- [KUTIPAN TEKS]
UU Adminduk dan Hak Anak atas Identitas

 UU Adminduk dan Hak Anak atas Identitas

(Ilustrasi: JalaStoria.id)

Oleh: Dian Puspitasari

 

Anak adalah amanah dan karunia Tuhan Yang Maha Esa, yang dalam dirinya melekat harkat dan martabat sebagai manusia seutuhnya. Setiap anak berhak mendapat kesempatan yang seluas-luasnya untuk tumbuh dan berkembang secara optimal, baik fisik dan mental maupun sosial.

Oleh karenanya, perlu dilakukan upaya perlindungan bagi anak dengan memberikan jaminan terhadap pemenuhan hak-haknya serta menjamin perlakuan tanpa diskriminasi. Begitulah landasan filosofis undang-undang perlindungan Anak. Anak yang dilahirkan berhak atas identitas, tanpa dikaitkan dengan status perkawinan orangtuanya.

Hal ini ditegaskan oleh Mahkamah Konstitusi (MK) pada tahun 2010 melalui Putusan Nomor 46/PUU-VIII/2010 terhadap permohonan pengujian terhadap Pasal 43 UU Nomor 1 Tahun 1974 tentang Perkawinan yang diajukan oleh Hj. Aisyah Mochtar alias Machica binti H. Mochtar Ibrahim.

Putusan MK

Terdapat dua hal dalam putusan yang dikabulkan oleh Mahkamah konstitusi yaitu:
1. Pasal 43 ayat (1) UU Perkawinan, yang menyatakan “Anak yang dilahirkan di luar perkawinan hanya mempunyai hubungan perdata dengan ibunya dan keluarga ibunya”, bertentangan dengan Undang-Undang Dasar Negara Republik Indonesia Tahun 1945 sepanjang dimaknai menghilangkan hubungan perdata dengan laki-laki yang dapat dibuktikan berdasarkan ilmu pengetahuan dan teknologi dan/atau alat bukti lain menurut hukum ternyata mempunyai hubungan darah sebagai ayahnya;
2. Pasal 43 ayat (1) UU Perkawinan yang menyatakan, “Anak yang dilahirkan di luar perkawinan hanya mempunyai hubungan perdata dengan ibunya dan keluarga ibunya”, tidak memiliki kekuatan hukum mengikat sepanjang dimaknai menghilangkan hubungan perdata dengan laki-laki yang dapat dibuktikan berdasarkan ilmu pengetahuan dan teknologi dan/atau alat bukti lain menurut hukum ternyata mempunyai hubungan darah sebagai ayahnya, sehingga ayat tersebut harus dibaca, “Anak yang dilahirkan di luar perkawinan mempunyai hubungan perdata dengan ibunya dan keluarga ibunya serta dengan laki-laki sebagai ayahnya yang dapat dibuktikan berdasarkan ilmu pengetahuan dan teknologi dan/atau alat bukti lain menurut hukum mempunyai hubungan darah, termasuk hubungan perdata dengan keluarga ayahnya”.

- [DAFTAR BUTIR]
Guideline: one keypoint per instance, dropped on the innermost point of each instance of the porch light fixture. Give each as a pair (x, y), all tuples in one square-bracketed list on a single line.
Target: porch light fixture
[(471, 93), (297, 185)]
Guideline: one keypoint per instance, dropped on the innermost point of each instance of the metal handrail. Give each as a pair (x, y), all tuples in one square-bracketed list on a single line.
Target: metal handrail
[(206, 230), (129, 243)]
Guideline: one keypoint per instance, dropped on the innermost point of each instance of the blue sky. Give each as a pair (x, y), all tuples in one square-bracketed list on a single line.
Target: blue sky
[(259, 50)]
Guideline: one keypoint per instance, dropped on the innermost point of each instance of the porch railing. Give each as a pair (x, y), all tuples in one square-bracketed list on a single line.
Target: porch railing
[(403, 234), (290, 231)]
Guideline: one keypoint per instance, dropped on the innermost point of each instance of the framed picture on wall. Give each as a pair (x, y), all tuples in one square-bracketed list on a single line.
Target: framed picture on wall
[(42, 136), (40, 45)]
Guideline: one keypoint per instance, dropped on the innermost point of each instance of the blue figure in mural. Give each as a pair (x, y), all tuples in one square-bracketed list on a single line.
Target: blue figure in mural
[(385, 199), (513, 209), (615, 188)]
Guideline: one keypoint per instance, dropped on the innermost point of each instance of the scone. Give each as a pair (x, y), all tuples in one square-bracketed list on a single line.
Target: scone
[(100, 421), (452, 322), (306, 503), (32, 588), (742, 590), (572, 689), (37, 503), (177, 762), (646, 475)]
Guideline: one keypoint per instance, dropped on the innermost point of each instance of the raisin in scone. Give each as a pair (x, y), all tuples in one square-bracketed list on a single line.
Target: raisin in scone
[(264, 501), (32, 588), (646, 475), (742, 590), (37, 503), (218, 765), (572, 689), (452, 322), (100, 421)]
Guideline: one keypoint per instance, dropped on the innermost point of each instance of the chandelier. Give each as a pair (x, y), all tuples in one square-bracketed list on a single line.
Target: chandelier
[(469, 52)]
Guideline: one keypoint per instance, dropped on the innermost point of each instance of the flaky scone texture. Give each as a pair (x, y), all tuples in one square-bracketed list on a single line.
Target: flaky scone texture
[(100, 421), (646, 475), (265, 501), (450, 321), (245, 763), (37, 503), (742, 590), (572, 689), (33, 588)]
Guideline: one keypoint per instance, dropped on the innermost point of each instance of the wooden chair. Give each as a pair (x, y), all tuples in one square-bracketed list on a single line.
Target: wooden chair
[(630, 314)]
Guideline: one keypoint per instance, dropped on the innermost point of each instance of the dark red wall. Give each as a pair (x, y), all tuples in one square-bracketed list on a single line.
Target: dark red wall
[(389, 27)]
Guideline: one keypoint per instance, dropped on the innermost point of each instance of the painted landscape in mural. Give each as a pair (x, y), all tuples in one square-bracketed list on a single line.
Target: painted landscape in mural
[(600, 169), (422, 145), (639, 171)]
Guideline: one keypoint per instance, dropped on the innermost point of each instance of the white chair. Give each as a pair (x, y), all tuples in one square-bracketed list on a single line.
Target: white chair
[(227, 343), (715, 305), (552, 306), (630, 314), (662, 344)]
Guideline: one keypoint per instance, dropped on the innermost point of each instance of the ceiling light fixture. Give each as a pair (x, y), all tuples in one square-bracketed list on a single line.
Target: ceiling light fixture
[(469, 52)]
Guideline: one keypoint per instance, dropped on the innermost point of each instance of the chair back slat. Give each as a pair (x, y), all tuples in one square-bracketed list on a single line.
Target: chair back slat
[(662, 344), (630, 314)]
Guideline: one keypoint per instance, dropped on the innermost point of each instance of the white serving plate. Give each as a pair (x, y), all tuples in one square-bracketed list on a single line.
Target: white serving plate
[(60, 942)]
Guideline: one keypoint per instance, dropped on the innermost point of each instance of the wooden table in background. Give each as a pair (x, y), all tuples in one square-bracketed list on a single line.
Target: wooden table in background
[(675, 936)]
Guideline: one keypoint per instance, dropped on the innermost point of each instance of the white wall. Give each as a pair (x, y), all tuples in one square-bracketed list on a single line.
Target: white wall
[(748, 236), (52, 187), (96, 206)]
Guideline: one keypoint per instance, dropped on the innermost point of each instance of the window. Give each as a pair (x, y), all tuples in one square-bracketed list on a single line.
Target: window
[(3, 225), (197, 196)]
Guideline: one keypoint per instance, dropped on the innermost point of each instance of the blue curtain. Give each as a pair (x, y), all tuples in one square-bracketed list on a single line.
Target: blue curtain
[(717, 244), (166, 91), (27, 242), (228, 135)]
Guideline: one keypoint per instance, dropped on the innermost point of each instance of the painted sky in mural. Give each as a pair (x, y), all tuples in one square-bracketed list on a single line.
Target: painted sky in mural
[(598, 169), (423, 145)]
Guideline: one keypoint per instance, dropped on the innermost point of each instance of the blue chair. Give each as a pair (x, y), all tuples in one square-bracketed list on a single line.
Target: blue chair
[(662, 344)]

- [PERMINTAAN TERTULIS 1]
Jawab pertanyaan berikut berdasarkan kutipan teks:
(a) Siapa penulis tulisan tersebut?
(b) Apa nomor putusan Mahkamah Konstitusi tahun 2010 yang disebutkan?
(c) Berapa hal dalam putusan yang dikabulkan oleh Mahkamah Konstitusi?
- [PERMINTAAN TERTULIS 2]
Salin bagian kutipan teks mulai dari "Oleh: Dian Puspitasari" sampai dengan "status perkawinan orangtuanya.".
Butir-butir di atas tidak berperan dalam hal ini.

- [JAWABAN LENGKAP 1]
(a) Dian Puspitasari.
(b) Putusan Nomor 46/PUU-VIII/2010.
(c) Dua hal.

- [JAWABAN LENGKAP 2]
Oleh: Dian Puspitasari

 

Anak adalah amanah dan karunia Tuhan Yang Maha Esa, yang dalam dirinya melekat harkat dan martabat sebagai manusia seutuhnya. Setiap anak berhak mendapat kesempatan yang seluas-luasnya untuk tumbuh dan berkembang secara optimal, baik fisik dan mental maupun sosial.

Oleh karenanya, perlu dilakukan upaya perlindungan bagi anak dengan memberikan jaminan terhadap pemenuhan hak-haknya serta menjamin perlakuan tanpa diskriminasi. Begitulah landasan filosofis undang-undang perlindungan Anak. Anak yang dilahirkan berhak atas identitas, tanpa dikaitkan dengan status perkawinan orangtuanya.